▸ **Material**:
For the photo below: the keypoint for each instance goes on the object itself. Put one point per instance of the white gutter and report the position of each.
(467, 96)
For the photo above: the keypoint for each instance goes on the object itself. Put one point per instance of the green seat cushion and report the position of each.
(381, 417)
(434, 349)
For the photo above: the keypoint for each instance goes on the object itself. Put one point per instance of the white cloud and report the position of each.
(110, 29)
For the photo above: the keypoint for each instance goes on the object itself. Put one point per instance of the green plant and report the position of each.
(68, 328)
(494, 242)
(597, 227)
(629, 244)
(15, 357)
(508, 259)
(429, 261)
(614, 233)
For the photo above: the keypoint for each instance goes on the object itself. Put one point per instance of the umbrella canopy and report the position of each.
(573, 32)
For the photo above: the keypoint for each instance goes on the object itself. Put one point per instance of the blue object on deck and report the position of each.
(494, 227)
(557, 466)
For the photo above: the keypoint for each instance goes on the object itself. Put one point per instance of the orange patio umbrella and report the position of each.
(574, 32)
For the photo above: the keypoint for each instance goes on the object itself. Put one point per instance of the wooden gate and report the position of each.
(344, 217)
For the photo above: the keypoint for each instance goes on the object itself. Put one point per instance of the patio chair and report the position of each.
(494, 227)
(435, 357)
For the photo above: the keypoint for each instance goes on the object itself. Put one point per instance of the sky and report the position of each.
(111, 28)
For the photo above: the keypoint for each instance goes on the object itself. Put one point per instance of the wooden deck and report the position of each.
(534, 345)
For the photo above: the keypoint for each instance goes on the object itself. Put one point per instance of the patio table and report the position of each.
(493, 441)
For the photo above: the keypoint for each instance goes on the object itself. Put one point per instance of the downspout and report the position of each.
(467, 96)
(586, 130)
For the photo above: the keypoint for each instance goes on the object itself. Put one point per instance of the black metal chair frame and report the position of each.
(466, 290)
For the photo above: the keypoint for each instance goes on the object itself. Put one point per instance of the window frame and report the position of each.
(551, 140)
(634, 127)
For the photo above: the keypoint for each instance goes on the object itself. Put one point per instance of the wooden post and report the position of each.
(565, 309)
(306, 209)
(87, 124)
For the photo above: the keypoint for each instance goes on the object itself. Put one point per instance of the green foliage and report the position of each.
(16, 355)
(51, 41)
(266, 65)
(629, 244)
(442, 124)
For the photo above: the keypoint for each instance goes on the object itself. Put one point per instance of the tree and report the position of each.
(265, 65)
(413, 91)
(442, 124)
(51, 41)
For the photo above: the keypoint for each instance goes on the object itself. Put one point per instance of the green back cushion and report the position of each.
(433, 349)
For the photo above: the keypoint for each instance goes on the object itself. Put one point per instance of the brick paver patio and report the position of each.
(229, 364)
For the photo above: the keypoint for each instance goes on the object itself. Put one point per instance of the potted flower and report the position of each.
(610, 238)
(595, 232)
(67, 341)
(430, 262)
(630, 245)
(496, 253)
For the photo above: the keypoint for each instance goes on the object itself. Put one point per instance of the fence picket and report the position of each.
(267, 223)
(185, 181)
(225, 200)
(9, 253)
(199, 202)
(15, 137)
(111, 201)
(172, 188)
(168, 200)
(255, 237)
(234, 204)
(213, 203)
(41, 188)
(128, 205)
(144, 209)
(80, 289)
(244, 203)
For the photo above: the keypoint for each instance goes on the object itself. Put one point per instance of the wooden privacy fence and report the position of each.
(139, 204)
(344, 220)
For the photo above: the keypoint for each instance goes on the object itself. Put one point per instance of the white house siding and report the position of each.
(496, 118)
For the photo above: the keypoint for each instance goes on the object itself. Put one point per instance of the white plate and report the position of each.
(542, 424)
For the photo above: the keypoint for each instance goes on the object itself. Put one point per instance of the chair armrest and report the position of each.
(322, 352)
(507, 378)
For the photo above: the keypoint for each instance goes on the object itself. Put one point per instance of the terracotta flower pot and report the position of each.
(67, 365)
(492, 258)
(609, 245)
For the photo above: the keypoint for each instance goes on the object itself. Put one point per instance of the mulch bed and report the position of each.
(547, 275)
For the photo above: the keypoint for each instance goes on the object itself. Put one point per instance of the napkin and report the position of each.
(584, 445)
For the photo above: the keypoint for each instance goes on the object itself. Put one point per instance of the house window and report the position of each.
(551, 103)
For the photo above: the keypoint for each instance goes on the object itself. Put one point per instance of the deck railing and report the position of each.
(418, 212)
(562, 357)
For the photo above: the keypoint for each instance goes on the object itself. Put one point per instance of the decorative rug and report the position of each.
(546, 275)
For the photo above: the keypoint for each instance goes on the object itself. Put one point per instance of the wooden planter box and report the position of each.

▸ **Aim**: Can you render every line of the listing above as a JSON array of strings, with one string per line and any blank lines dropped?

▸ **Result**:
[
  "For the photo below: the keypoint for each instance goes on the object itself. Put one point per instance of the white gutter and report the position of each.",
  "(467, 96)",
  "For the photo above: the keypoint for each instance goes on the object itself. Put one point per instance of the green seat cushion and report the position of each.",
  "(381, 417)",
  "(434, 349)",
  "For the photo above: the keypoint for each instance goes on the object itself. Put one point per instance of the white cloud and report the position of each.",
  "(110, 29)",
  "For the photo above: the keypoint for each instance goes on the object itself. Put one point per instance of the green plant and report the position of each.",
  "(68, 328)",
  "(494, 242)",
  "(597, 227)",
  "(629, 244)",
  "(15, 357)",
  "(508, 259)",
  "(429, 261)",
  "(614, 233)",
  "For the photo above: the keypoint for each instance goes on the object itself. Put one point per instance of the umbrella canopy and report the position of each.",
  "(573, 32)",
  "For the photo above: the keypoint for each instance goes on the object itself. Put one point per instance of the blue object on deck and report the position of each.",
  "(494, 227)",
  "(557, 466)",
  "For the photo above: the keypoint for each instance goes on the object itself. Put one point per instance of the orange patio umbrella and report the position of each.",
  "(574, 32)",
  "For the photo above: the keypoint for each instance goes on the object itself. Put one point per instance of the wooden gate and report the position of each.",
  "(344, 217)",
  "For the photo above: the keypoint for each instance goes on the object itself. Put one point per instance of the patio chair and report the position of each.",
  "(494, 227)",
  "(435, 357)",
  "For the photo above: the keypoint for each instance goes on the object itself. Put one point per instance of the sky and report the position of each.",
  "(111, 28)",
  "For the photo above: the keypoint for each instance goes on the object itself. Put one point per instance of the wooden deck and report the position of each.",
  "(534, 345)",
  "For the photo above: the keypoint for each instance goes on the object itself. Put one point per instance of the patio table and report the position of each.",
  "(493, 441)",
  "For the photo above: the keypoint for each instance goes on the object itself. Put one point per instance of the downspout and report the position of each.",
  "(467, 96)",
  "(586, 130)",
  "For the photo above: the keypoint for each instance goes on the object itself. Put one point per instance of the black metal chair frame and report the position of each.",
  "(466, 290)",
  "For the photo above: the keypoint for each instance goes on the object itself. Put one point per instance of the window frame and report the position of each.",
  "(551, 140)",
  "(634, 127)",
  "For the photo above: the keypoint for each instance goes on the object itself. Put one point per instance of the wooden post and report the position of each.",
  "(565, 309)",
  "(306, 209)",
  "(87, 124)",
  "For the photo above: the keypoint for each instance goes on the object itself. Put one point per instance of the green foliage and report the position of each.",
  "(16, 355)",
  "(51, 41)",
  "(266, 65)",
  "(629, 244)",
  "(442, 124)",
  "For the photo above: the keypoint for each instance goes on the object itself. Put one point per instance of the tree and report the position of each.",
  "(265, 65)",
  "(413, 91)",
  "(442, 124)",
  "(51, 41)",
  "For the photo above: the keypoint for each instance goes on the object itself. Put one point per instance of the green back cushion and report the position of each.",
  "(433, 349)",
  "For the photo above: the keypoint for each instance goes on the object itself. Put one point per instance of the brick paver patio and report the position of each.",
  "(229, 364)",
  "For the photo above: the keypoint for each instance goes on the object itself. Put one point per instance of the potted flower and report the position of each.",
  "(610, 238)",
  "(595, 232)",
  "(67, 341)",
  "(430, 262)",
  "(630, 245)",
  "(496, 253)",
  "For the photo above: the keypoint for each instance goes on the object itself. Put one point per instance of the fence picket and report the position of each.",
  "(267, 223)",
  "(185, 181)",
  "(225, 200)",
  "(9, 253)",
  "(199, 202)",
  "(15, 137)",
  "(111, 201)",
  "(172, 188)",
  "(168, 200)",
  "(255, 237)",
  "(234, 204)",
  "(213, 203)",
  "(41, 188)",
  "(128, 205)",
  "(144, 209)",
  "(80, 289)",
  "(244, 203)",
  "For the photo above: the keypoint for each instance goes on the object itself. Put one point per instance of the wooden privacy fence and report the position of each.",
  "(139, 204)",
  "(344, 220)",
  "For the photo above: the keypoint for each instance goes on the object itself. Put one point per instance of the white house siding and report the position of each.",
  "(496, 118)",
  "For the photo above: the keypoint for each instance goes on the object itself. Put one point per instance of the white plate and report the position of each.",
  "(542, 424)",
  "For the photo above: the keypoint for each instance goes on the object itself. Put one point per instance of the chair armrest and report the position of each.",
  "(322, 352)",
  "(507, 378)",
  "For the photo above: the keypoint for each instance goes on the object itself. Put one point per instance of the terracotta flower pot and report the position of each.",
  "(67, 365)",
  "(492, 258)",
  "(609, 245)",
  "For the photo above: the keypoint for each instance goes on the object itself. Put one point per instance of the mulch bed and report the position of each.",
  "(547, 275)",
  "For the photo above: the keypoint for each instance goes on the object itself. Put one point per instance of the napkin and report the position of each.",
  "(584, 445)",
  "For the photo above: the keypoint for each instance goes on the object itself. Put one point per instance of the house window and report the position of each.",
  "(551, 103)",
  "For the photo above: the keypoint for each instance goes on the object itself. Put one point per instance of the deck railing and report the position of each.",
  "(418, 212)",
  "(562, 357)",
  "For the photo above: the keypoint for each instance goes on the object itself. Put one point per instance of the decorative rug and report the position of each.",
  "(546, 275)",
  "For the photo above: the keypoint for each instance goes on the object itself. Put one point per instance of the wooden planter box and report the position of each."
]